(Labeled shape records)
⟨
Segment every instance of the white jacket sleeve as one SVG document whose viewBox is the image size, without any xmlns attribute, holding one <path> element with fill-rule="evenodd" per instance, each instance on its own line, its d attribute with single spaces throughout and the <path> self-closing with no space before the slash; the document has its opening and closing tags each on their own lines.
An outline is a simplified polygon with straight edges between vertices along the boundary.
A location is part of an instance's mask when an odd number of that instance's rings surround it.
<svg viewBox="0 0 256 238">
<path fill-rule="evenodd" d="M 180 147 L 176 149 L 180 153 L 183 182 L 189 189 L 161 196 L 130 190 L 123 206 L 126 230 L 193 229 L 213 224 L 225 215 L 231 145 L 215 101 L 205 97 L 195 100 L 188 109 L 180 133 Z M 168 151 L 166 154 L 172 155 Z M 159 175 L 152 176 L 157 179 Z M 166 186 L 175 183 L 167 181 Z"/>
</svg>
⟩
■ REQUEST: Rewrite the records with "straight edges" changed to "straight lines" and everything else left as it is.

■ THE OUTPUT:
Segment every instance of the white jacket sleeve as one SVG document whose viewBox is the image size, without any xmlns attribute, holding one <path> element with fill-rule="evenodd" per instance, each instance on its own line, its d attribute with single spaces throughout and the <path> self-closing with no space before the slash; the document has its opening and closing tags each on their own lines.
An outline is a simplified polygon with straight lines between vertices along the boundary.
A location is part of an instance's mask when an odd number of that instance's rings surround it.
<svg viewBox="0 0 256 238">
<path fill-rule="evenodd" d="M 180 147 L 176 149 L 180 153 L 183 182 L 189 189 L 161 196 L 130 190 L 123 206 L 126 230 L 193 229 L 213 224 L 225 215 L 231 145 L 215 101 L 205 97 L 195 100 L 188 109 L 180 133 Z M 168 151 L 166 154 L 172 155 Z M 159 175 L 152 176 L 157 179 Z M 166 186 L 175 183 L 167 181 Z"/>
</svg>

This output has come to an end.